***** Records supplied *****

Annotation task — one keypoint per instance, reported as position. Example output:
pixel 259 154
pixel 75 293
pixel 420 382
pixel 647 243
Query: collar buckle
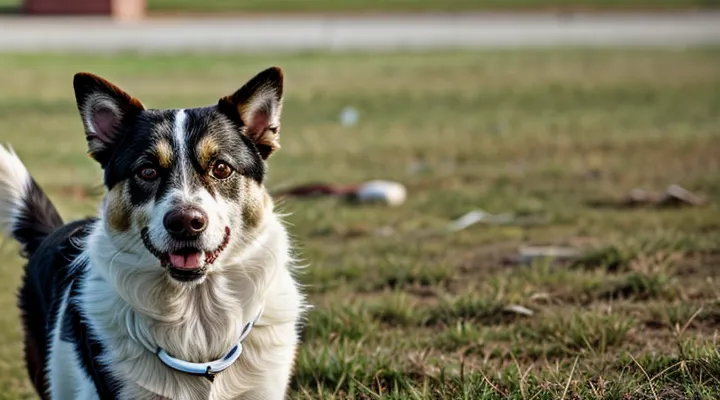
pixel 208 370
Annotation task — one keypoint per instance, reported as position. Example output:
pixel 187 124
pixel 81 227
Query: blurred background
pixel 495 199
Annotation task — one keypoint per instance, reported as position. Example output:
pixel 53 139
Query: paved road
pixel 371 33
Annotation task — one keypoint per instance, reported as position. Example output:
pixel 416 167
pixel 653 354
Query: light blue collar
pixel 211 368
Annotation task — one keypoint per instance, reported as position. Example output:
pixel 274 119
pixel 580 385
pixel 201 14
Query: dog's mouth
pixel 186 263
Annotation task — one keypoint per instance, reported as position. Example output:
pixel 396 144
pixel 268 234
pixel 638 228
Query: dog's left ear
pixel 257 107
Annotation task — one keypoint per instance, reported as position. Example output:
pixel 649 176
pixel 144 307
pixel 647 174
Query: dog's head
pixel 187 184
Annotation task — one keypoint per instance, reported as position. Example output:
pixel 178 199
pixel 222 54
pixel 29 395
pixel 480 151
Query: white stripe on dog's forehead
pixel 180 139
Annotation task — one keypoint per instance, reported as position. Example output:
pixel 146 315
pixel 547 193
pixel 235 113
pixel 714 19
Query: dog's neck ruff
pixel 211 368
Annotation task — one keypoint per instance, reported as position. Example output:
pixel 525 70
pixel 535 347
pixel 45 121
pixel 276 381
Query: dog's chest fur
pixel 186 251
pixel 194 323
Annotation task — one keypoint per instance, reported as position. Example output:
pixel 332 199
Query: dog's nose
pixel 185 223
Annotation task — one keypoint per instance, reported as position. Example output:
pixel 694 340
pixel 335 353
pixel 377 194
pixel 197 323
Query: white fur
pixel 133 309
pixel 133 306
pixel 14 182
pixel 180 138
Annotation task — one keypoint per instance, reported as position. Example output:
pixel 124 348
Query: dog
pixel 183 286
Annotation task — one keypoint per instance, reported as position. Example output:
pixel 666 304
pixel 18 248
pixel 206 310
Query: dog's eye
pixel 147 173
pixel 220 170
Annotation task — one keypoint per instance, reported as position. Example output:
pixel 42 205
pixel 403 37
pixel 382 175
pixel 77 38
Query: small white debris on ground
pixel 379 191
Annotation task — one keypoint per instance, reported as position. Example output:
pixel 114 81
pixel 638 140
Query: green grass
pixel 354 6
pixel 422 314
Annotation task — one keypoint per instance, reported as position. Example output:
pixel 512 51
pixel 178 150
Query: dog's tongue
pixel 186 261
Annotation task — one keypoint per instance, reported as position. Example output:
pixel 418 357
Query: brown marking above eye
pixel 207 147
pixel 221 170
pixel 163 152
pixel 147 173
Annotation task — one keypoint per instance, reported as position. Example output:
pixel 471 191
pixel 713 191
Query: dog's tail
pixel 26 213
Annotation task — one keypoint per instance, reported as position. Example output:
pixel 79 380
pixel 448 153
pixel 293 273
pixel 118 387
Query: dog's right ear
pixel 105 109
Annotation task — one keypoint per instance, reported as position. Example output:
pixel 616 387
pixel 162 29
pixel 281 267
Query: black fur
pixel 36 219
pixel 47 276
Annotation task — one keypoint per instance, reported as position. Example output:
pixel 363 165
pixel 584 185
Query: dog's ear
pixel 257 107
pixel 105 109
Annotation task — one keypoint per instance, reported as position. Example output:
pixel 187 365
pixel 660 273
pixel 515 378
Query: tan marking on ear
pixel 207 147
pixel 116 209
pixel 253 205
pixel 164 154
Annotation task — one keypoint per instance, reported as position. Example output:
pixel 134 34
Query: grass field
pixel 354 6
pixel 405 310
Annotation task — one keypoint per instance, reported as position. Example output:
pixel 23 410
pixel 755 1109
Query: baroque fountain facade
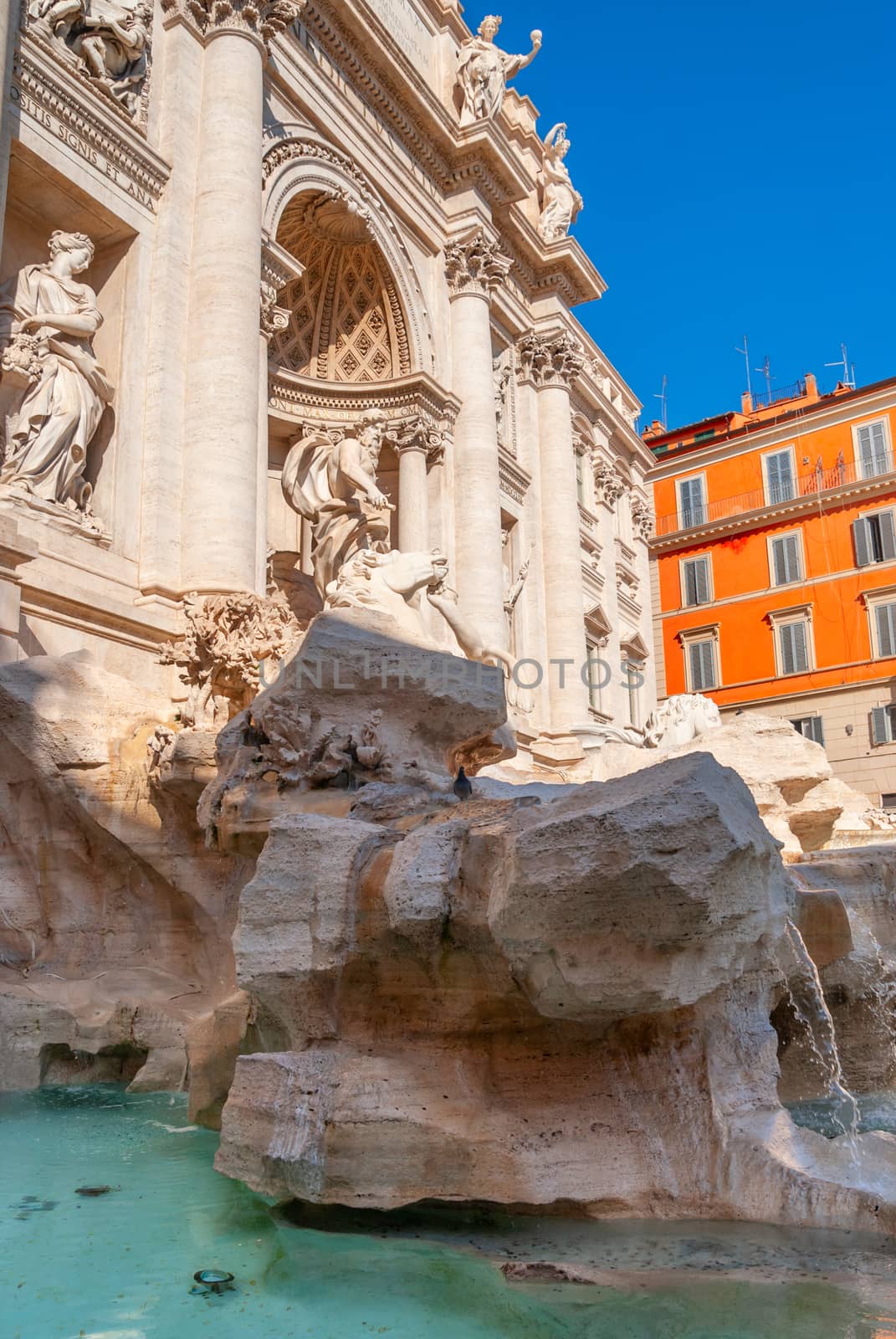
pixel 314 490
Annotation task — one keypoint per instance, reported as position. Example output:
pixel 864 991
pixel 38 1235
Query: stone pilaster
pixel 552 362
pixel 474 268
pixel 221 546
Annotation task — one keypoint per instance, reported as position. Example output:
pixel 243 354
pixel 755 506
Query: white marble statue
pixel 484 71
pixel 560 201
pixel 47 321
pixel 109 39
pixel 332 485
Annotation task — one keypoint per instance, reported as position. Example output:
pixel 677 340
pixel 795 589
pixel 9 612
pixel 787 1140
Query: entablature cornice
pixel 298 399
pixel 91 126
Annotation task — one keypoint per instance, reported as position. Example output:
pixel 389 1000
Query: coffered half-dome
pixel 346 321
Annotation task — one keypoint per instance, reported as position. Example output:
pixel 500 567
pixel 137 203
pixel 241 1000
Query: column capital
pixel 272 319
pixel 256 19
pixel 418 434
pixel 474 264
pixel 550 359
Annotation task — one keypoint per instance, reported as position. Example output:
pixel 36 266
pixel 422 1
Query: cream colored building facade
pixel 302 212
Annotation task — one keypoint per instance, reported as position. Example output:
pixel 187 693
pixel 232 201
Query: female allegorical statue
pixel 47 321
pixel 484 70
pixel 560 201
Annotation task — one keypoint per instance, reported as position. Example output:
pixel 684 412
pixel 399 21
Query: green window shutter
pixel 862 539
pixel 795 649
pixel 885 615
pixel 880 726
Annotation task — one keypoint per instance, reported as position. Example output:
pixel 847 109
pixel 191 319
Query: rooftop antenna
pixel 766 372
pixel 662 398
pixel 844 362
pixel 746 359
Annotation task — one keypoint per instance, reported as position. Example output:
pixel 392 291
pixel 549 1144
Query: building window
pixel 701 664
pixel 695 582
pixel 690 501
pixel 811 727
pixel 885 629
pixel 883 726
pixel 875 539
pixel 778 477
pixel 872 449
pixel 793 647
pixel 785 559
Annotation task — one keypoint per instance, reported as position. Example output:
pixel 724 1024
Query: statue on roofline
pixel 484 70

*****

_What to do_. Find each line in the data that contains the word "window" and copy those lines out.

_Answer_.
Query: green window shutter
Query: building window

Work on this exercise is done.